START Task inputs

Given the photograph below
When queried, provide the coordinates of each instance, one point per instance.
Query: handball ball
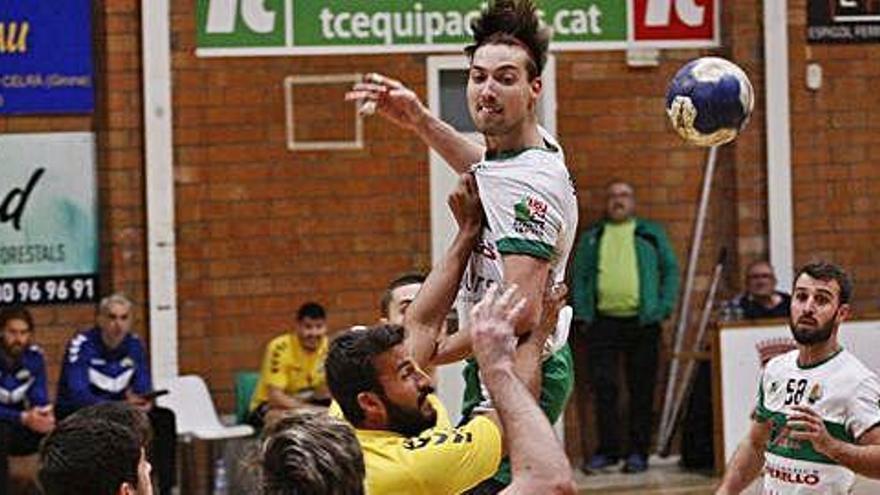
(709, 101)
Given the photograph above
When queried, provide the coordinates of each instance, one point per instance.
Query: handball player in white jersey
(817, 418)
(524, 186)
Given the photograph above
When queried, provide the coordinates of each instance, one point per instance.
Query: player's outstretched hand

END Task inputs

Task goal :: Set down every record once more, word for word, without pictures.

Solution for this problem ::
Given the photograph below
When queried, provide the coordinates of each instance, one point per instance.
Query: handball ball
(709, 101)
Given the photograph above
When queried, provide the coordinates of each instance, one point per instance.
Query: handball player in white jersey
(817, 418)
(524, 186)
Given the photograph above
When queried, provide the coordinates of each instance, one point per instance.
Query: player's outstretched hand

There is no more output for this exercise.